* **EXERCISE OBJECTIVE**
Set down the entries below exactly as written.

* **PROVIDED DATA**
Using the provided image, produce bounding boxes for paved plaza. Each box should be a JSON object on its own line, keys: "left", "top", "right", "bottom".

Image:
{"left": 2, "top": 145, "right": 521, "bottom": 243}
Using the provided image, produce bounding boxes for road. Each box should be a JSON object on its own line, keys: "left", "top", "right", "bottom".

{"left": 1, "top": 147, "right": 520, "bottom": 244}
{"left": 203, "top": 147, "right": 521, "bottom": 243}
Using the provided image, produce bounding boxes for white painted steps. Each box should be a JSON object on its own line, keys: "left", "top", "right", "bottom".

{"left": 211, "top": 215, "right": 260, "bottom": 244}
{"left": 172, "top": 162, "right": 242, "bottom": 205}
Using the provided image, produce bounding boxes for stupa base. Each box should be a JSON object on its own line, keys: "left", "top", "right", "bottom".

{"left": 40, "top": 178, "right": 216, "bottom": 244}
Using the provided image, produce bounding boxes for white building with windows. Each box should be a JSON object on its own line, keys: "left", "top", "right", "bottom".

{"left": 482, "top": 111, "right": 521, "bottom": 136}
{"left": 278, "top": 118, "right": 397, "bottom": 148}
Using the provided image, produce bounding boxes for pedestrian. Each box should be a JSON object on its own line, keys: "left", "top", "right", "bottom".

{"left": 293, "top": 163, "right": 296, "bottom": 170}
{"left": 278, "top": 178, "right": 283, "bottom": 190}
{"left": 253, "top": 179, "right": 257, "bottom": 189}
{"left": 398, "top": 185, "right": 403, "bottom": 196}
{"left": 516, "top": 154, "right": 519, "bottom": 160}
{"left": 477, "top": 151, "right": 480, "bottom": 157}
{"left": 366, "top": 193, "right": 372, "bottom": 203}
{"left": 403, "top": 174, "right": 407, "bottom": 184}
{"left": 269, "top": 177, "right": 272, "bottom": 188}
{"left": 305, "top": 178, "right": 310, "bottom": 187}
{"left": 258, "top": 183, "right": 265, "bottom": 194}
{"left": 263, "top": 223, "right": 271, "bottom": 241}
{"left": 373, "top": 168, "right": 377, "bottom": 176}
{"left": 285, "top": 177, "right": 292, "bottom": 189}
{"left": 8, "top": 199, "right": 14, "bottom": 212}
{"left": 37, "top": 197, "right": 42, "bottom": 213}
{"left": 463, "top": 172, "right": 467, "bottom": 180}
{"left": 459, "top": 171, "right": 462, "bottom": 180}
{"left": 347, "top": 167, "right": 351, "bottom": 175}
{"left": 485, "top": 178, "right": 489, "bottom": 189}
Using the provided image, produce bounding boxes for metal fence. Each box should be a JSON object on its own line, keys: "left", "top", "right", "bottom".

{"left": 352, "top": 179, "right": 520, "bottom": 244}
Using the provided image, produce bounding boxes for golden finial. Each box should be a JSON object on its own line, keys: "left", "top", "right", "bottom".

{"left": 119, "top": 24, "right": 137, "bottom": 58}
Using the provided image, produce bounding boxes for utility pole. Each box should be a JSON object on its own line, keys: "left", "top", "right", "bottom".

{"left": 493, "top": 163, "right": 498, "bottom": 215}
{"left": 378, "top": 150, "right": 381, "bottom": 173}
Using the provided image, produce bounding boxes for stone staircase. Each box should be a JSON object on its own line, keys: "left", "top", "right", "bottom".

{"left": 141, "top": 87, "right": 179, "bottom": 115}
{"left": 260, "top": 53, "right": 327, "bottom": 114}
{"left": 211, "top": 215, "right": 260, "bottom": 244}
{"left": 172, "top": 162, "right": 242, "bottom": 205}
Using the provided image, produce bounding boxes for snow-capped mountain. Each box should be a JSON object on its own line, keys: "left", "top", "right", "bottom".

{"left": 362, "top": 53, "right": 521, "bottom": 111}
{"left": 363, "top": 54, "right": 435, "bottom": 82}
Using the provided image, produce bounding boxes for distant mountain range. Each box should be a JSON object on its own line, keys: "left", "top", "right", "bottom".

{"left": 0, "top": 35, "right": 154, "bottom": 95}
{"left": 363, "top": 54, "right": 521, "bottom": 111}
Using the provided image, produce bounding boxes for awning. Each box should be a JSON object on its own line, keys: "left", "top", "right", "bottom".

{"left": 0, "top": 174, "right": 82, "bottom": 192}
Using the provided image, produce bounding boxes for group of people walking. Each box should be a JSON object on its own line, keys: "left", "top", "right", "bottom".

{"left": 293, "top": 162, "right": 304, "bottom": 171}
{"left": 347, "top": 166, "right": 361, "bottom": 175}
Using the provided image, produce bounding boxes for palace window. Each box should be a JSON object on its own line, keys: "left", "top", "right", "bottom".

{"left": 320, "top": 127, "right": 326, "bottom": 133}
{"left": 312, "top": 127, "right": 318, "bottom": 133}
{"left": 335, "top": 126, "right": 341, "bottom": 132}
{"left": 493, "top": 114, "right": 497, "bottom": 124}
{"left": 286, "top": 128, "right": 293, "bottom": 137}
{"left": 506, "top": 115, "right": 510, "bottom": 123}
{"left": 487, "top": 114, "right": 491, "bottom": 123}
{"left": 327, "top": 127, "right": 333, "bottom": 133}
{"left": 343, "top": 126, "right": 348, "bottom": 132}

* **EXERCISE SOLUTION**
Using the provided image, produce bounding boxes for paved plaza. Each box should be a JSON object on its own line, keys: "left", "top", "right", "bottom".

Image:
{"left": 2, "top": 145, "right": 521, "bottom": 243}
Using the provided image, produce bounding boxes for road. Each box should be a JSON object on its own line, keys: "left", "top", "right", "bottom".

{"left": 1, "top": 147, "right": 520, "bottom": 244}
{"left": 203, "top": 147, "right": 521, "bottom": 243}
Using the provided image, produce bounding boxes for white painted steps. Each box should be a JSON object on its own line, keys: "left", "top", "right", "bottom".

{"left": 211, "top": 215, "right": 260, "bottom": 244}
{"left": 172, "top": 162, "right": 242, "bottom": 205}
Using the provided image, produce bounding boxes for stupa base. Each box should be a JSON object on its own line, keys: "left", "top", "right", "bottom".

{"left": 40, "top": 178, "right": 216, "bottom": 244}
Using the provided image, produce bounding boxes for white building with windows. Each box should be a JSON object on its own line, keys: "left", "top", "right", "bottom".

{"left": 482, "top": 111, "right": 521, "bottom": 136}
{"left": 278, "top": 118, "right": 397, "bottom": 148}
Using the provided image, produce bounding boxes for pedestrian. Each box should be a JSON object on its own line, keys: "left", "top", "right", "bottom".

{"left": 293, "top": 163, "right": 296, "bottom": 170}
{"left": 278, "top": 178, "right": 283, "bottom": 190}
{"left": 253, "top": 179, "right": 257, "bottom": 189}
{"left": 398, "top": 185, "right": 403, "bottom": 196}
{"left": 516, "top": 154, "right": 519, "bottom": 160}
{"left": 477, "top": 151, "right": 480, "bottom": 157}
{"left": 366, "top": 193, "right": 372, "bottom": 203}
{"left": 403, "top": 174, "right": 407, "bottom": 184}
{"left": 269, "top": 177, "right": 272, "bottom": 188}
{"left": 305, "top": 178, "right": 310, "bottom": 187}
{"left": 258, "top": 183, "right": 265, "bottom": 194}
{"left": 263, "top": 223, "right": 271, "bottom": 241}
{"left": 373, "top": 168, "right": 377, "bottom": 176}
{"left": 285, "top": 177, "right": 292, "bottom": 189}
{"left": 8, "top": 199, "right": 14, "bottom": 212}
{"left": 37, "top": 197, "right": 42, "bottom": 213}
{"left": 463, "top": 172, "right": 467, "bottom": 180}
{"left": 459, "top": 171, "right": 462, "bottom": 180}
{"left": 347, "top": 167, "right": 351, "bottom": 175}
{"left": 485, "top": 178, "right": 489, "bottom": 189}
Using the provided image, produce bounding boxes for metal fence. Each box should be a JSON object on its own line, keys: "left", "top", "right", "bottom".

{"left": 352, "top": 179, "right": 520, "bottom": 244}
Using the provided image, produce bounding boxes for golden finial. Each box should be a JSON object on its own line, keys: "left", "top", "right", "bottom".

{"left": 119, "top": 24, "right": 137, "bottom": 58}
Using the provided image, produce bounding boxes for utility pole. Each box should be a JSON object on its own line, keys: "left", "top", "right", "bottom".

{"left": 493, "top": 163, "right": 498, "bottom": 215}
{"left": 378, "top": 150, "right": 381, "bottom": 173}
Using the provided image, produce bounding boxes for stone staircase. Each box should be a JSON object on its own line, keys: "left", "top", "right", "bottom".

{"left": 141, "top": 87, "right": 179, "bottom": 115}
{"left": 260, "top": 53, "right": 327, "bottom": 114}
{"left": 211, "top": 215, "right": 260, "bottom": 244}
{"left": 172, "top": 162, "right": 242, "bottom": 205}
Using the provided image, produce bounding boxes for snow-capped mountain. Each box should be a JSON object on its own line, keys: "left", "top", "right", "bottom".

{"left": 362, "top": 53, "right": 521, "bottom": 111}
{"left": 363, "top": 54, "right": 435, "bottom": 82}
Using the provided image, produce bounding boxes for distant mountain range. Each box should be a JSON object on its own line, keys: "left", "top", "right", "bottom".

{"left": 0, "top": 35, "right": 154, "bottom": 95}
{"left": 363, "top": 54, "right": 521, "bottom": 111}
Using the provided image, produce bounding boxes for awning. Each box should be a JSON object on its own line, keys: "left", "top", "right", "bottom".

{"left": 0, "top": 174, "right": 82, "bottom": 192}
Using the provided image, produce bounding boxes for group of people walking. Each box should be a JSON object on its own line, keys: "left", "top", "right", "bottom".

{"left": 293, "top": 162, "right": 304, "bottom": 171}
{"left": 347, "top": 166, "right": 361, "bottom": 175}
Using the provided image, produce bounding boxes for palace window. Each box should be a JSON object on its own line, keys: "left", "top", "right", "bottom".

{"left": 320, "top": 127, "right": 326, "bottom": 133}
{"left": 312, "top": 127, "right": 318, "bottom": 133}
{"left": 335, "top": 126, "right": 341, "bottom": 132}
{"left": 493, "top": 114, "right": 497, "bottom": 124}
{"left": 286, "top": 128, "right": 293, "bottom": 137}
{"left": 506, "top": 115, "right": 510, "bottom": 123}
{"left": 487, "top": 114, "right": 491, "bottom": 123}
{"left": 327, "top": 127, "right": 333, "bottom": 133}
{"left": 343, "top": 126, "right": 348, "bottom": 132}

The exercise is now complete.